Problem description
Copy the passage of the text on the Scottish public boards act that begins at the words "Revised text of" and stops after "Kingdom, from legislation.gov.uk.", renaming "as in force today" as "as currently in force" throughout.

Text for analysis
▶
Gender Representation on Public Boards (Scotland) Act 2018
- Scottish Parliament
- Long title: An Act of the Scottish Parliament to make provision about gender representation on boards of Scottish public authorities.
- Citation: 2018 asp 4
- Introduced by: Shirley-Anne Somerville MSP
- Territorial extent: Scotland

Dates
- Royal assent: 8 March 2018
- Commencement: 1 December 2018 (in part); 29 May 2020 (in part);

Other legislation
- Amended by: Scottish Crown Estate Act 2019; Scottish Elections (Reform) Act 2020;

Status: Amended

History of passage through the Parliament

Text of statute as originally enacted

Revised text of statute as amended

Text of the Gender Representation on Public Boards (Scotland) Act 2018 as in force today (including any amendments) within the United Kingdom, from legislation.gov.uk.

= Gender Representation on Public Boards (Scotland) Act 2018 =

Act of the Scottish Parliament

The Gender Representation on Public Boards (Scotland) Act 2018 (asp 4) is an act of the Scottish Parliament which received royal assent on 9 March 2018.

The act is designed to make more public boards in Scotland more diverse in terms of gender to be more representative of Scotland, requiring that they encourage applications from women. The Act requires that when there is a vacancy, there must be more than one candidate and at least one candidate must be a woman and one candidate must not be a woman.

==Gender Representation on Public Boards (Amendment) (Scotland) Act 2024==
Originally, the act specified that the definition of a woman "includes a person who has the protected characteristic of gender reassignment (within the meaning of section 7 of the Equality Act 2010) if, and only if, the person is living as a woman and is proposing to undergo, is undergoing or has undergone a process (or part of a process) for the purpose of becoming female."

For Women Scotland (FWS) initially won a judicial review against the act: the definition of "woman" was deemed to be outside of the devolved matters of the Scottish Parliament. This was reversed upon appeal to the Court of Session on the basis that the definition of sex was "not limited to biological or birth sex".

After the Gender Representation on Public Boards (Amendment) (Scotland) Act 2024 (asp 12) was passed, the definition of "woman" was removed in favour of using the definition from the Equality Act 2010. Statutory guidance also held that the Equality Act's definition of "man" and "woman" included people with who had undergone a recognized gender transition under the Gender Recognition Act 2004. FWS filed for a second judicial review that challenged this guidance, which was won by the Scottish Ministers. After FWS were declined an appeal, the case was taken to the Supreme Court of the United Kingdom. In April 2025, the court ruled in For Women Scotland Ltd v The Scottish Ministers that the Equality Act's definition of "man", "woman, and "sex" were in reference to "biological sex".
◀
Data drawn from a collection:
▶
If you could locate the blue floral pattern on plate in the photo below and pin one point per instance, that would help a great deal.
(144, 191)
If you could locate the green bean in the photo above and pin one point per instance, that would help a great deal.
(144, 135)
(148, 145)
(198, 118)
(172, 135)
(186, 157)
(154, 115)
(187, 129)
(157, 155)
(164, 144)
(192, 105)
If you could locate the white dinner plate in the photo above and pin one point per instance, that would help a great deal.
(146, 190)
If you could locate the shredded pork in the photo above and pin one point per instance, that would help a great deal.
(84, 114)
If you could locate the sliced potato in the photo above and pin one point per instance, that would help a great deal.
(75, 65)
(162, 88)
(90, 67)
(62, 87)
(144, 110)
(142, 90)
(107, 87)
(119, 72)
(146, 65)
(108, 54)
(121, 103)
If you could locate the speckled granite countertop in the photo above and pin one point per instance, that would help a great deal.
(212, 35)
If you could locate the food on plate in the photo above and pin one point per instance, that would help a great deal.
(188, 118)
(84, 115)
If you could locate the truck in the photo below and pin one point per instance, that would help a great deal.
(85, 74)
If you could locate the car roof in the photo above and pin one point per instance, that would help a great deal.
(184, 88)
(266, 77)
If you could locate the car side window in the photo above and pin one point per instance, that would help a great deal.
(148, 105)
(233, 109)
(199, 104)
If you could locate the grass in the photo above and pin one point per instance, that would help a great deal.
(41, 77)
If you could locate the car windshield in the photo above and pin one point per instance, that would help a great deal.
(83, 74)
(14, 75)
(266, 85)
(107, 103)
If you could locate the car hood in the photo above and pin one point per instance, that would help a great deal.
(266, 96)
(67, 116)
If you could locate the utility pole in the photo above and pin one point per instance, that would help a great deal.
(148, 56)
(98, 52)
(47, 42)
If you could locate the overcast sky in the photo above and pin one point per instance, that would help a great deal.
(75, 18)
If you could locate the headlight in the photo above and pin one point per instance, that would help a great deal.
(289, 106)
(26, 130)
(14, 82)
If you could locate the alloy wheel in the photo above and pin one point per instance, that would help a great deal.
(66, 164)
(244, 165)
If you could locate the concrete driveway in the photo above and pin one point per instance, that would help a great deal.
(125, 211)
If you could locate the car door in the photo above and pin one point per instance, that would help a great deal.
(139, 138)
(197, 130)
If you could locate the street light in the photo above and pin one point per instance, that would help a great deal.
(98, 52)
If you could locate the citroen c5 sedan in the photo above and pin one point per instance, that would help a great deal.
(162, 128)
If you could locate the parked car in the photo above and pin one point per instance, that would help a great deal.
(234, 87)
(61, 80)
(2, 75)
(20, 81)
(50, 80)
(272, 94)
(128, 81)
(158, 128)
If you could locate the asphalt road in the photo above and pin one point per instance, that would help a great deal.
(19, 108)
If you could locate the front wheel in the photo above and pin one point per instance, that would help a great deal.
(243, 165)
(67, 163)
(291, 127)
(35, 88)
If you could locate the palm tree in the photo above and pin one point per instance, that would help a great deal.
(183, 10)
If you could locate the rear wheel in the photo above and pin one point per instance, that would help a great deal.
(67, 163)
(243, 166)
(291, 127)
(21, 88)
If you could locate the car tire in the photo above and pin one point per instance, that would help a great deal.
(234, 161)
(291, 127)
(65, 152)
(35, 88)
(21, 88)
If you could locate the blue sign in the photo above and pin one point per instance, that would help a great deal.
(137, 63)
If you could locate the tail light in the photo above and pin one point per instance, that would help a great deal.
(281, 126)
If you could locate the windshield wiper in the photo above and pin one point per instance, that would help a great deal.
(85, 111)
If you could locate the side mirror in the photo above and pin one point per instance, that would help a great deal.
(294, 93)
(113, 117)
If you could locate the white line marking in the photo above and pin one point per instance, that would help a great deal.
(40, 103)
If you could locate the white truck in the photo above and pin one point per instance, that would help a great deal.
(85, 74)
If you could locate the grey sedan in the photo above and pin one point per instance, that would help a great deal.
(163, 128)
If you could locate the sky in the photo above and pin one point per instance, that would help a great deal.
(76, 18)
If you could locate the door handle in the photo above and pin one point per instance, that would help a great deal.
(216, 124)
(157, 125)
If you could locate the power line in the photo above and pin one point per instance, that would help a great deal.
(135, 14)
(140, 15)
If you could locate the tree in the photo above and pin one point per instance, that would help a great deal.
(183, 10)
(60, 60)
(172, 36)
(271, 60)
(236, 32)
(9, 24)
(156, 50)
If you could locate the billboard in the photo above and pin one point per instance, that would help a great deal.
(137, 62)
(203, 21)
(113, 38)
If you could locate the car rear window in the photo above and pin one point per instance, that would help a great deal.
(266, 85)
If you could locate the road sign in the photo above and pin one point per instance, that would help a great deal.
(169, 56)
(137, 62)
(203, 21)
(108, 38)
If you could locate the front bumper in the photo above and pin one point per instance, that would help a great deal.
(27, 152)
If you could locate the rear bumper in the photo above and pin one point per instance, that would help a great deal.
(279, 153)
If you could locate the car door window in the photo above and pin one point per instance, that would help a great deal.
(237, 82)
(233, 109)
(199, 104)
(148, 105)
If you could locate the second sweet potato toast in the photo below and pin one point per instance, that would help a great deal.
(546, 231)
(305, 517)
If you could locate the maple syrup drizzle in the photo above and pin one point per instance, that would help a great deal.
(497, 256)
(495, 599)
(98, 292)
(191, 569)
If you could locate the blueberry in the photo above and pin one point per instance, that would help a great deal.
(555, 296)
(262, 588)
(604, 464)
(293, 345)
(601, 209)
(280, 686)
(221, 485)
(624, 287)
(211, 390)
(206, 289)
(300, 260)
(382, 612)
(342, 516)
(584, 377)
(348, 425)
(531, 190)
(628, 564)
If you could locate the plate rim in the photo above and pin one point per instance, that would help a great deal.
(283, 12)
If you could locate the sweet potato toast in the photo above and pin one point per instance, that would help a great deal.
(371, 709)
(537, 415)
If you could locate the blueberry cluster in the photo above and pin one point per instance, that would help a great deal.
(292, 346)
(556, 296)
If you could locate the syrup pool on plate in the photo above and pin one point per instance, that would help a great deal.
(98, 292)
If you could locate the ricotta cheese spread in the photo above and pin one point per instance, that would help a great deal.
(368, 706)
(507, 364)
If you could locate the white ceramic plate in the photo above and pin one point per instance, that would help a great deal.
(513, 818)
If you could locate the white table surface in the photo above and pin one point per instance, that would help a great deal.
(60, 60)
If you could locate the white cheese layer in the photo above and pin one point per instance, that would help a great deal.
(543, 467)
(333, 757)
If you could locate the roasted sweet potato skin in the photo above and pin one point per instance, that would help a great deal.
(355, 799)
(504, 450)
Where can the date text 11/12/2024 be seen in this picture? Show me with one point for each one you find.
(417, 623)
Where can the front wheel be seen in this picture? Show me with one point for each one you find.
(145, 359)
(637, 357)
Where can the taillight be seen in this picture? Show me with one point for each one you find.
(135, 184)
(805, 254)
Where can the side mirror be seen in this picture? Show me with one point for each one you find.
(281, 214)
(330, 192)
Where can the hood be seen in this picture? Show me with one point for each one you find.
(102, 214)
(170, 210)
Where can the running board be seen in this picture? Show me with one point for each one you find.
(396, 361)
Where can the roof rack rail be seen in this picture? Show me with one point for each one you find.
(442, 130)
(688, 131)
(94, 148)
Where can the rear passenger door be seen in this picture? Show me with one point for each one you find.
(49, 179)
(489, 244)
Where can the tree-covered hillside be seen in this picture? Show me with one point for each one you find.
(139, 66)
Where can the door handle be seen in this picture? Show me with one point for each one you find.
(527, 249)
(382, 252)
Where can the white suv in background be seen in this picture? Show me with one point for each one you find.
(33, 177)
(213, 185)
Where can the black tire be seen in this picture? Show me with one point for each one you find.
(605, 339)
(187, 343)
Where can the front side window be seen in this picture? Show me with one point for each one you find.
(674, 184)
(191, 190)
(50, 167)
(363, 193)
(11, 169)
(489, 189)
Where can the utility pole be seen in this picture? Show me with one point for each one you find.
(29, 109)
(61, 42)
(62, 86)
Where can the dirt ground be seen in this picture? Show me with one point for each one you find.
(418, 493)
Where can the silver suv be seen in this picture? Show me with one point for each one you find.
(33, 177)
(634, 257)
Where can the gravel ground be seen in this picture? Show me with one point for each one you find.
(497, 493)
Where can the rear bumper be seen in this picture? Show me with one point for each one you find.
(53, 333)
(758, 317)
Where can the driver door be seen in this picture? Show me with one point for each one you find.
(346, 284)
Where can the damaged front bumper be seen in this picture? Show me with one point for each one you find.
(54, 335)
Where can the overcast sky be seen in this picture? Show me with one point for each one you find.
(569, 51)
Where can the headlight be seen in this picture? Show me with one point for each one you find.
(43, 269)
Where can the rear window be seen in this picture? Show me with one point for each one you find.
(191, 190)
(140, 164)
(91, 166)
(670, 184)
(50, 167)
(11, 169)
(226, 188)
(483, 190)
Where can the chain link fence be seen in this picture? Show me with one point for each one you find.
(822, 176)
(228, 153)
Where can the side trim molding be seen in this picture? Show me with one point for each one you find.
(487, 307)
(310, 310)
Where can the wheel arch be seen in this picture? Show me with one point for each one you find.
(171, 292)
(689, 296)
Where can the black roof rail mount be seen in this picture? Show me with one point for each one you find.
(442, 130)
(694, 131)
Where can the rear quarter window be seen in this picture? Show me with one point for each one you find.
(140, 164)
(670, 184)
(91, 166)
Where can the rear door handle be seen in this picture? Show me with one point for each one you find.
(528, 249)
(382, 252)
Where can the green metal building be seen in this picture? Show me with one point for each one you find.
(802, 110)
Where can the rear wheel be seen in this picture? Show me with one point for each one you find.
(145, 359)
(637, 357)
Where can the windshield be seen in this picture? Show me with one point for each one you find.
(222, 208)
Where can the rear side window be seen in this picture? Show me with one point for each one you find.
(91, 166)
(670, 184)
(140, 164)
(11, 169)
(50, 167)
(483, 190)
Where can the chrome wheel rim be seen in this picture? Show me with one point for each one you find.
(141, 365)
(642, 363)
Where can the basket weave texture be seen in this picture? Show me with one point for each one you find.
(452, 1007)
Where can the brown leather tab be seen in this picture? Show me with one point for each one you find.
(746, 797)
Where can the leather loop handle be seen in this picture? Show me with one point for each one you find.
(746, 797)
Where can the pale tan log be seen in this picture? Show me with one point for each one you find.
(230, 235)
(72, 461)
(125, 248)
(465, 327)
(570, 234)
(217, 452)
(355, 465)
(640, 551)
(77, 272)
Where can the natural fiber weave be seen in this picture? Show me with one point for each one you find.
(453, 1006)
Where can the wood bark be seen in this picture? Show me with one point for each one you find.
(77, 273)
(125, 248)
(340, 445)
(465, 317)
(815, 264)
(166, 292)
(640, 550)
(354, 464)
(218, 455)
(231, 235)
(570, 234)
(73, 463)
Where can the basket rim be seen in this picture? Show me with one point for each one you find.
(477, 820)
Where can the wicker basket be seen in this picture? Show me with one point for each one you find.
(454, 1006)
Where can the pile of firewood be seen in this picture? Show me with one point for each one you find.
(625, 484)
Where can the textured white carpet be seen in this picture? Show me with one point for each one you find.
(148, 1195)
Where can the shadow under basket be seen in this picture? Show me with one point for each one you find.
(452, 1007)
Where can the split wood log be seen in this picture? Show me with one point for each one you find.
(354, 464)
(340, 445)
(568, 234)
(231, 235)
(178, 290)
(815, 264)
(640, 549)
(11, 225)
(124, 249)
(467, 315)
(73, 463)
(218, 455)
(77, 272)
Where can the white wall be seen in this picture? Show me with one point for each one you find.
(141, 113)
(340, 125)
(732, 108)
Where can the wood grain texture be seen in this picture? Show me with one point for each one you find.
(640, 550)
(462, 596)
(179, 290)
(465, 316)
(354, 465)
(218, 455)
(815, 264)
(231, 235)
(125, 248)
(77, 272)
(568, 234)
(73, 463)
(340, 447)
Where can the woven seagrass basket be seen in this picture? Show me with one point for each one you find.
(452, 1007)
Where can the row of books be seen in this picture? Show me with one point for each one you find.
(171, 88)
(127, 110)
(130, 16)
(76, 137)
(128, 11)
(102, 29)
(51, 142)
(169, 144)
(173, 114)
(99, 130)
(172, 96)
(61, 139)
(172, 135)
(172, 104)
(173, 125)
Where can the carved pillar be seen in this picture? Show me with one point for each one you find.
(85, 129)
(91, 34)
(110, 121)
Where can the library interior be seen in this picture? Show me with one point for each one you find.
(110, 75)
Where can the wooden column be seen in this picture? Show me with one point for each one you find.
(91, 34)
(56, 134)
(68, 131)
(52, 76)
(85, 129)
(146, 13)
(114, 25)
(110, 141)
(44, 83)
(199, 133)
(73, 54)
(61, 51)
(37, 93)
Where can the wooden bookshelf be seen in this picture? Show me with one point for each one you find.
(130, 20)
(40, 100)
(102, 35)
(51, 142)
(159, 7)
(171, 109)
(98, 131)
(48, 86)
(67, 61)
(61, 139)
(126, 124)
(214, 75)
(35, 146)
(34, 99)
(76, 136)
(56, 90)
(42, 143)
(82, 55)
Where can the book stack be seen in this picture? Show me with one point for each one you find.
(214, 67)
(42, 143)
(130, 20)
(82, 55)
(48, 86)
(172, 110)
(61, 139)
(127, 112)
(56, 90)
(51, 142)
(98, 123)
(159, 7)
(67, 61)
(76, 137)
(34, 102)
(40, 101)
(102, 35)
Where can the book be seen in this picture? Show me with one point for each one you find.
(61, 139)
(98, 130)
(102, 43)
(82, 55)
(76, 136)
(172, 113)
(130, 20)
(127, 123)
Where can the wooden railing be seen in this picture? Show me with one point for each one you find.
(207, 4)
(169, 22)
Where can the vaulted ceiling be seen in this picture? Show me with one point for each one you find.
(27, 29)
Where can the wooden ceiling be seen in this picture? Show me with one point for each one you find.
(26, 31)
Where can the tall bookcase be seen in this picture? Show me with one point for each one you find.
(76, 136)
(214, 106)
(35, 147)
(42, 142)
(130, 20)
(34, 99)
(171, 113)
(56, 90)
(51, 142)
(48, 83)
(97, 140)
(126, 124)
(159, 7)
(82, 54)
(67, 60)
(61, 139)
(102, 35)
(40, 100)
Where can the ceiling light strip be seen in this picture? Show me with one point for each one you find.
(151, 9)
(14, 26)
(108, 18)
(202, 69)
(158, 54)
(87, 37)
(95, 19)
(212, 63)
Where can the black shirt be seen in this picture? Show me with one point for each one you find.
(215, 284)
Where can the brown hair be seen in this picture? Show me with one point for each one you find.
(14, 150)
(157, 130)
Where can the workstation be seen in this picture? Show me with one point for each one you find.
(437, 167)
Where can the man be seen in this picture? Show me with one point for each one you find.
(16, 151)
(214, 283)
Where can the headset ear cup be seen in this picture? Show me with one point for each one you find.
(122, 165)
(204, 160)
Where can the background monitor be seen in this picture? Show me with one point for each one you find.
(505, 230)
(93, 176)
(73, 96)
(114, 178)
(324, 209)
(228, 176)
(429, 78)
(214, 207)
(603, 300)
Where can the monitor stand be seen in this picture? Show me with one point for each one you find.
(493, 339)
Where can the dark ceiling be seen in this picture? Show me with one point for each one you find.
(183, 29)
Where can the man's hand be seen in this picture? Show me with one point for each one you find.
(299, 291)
◀
Completed task
Revised text of statute as amended

Text of the Gender Representation on Public Boards (Scotland) Act 2018 as currently in force (including any amendments) within the United Kingdom, from legislation.gov.uk.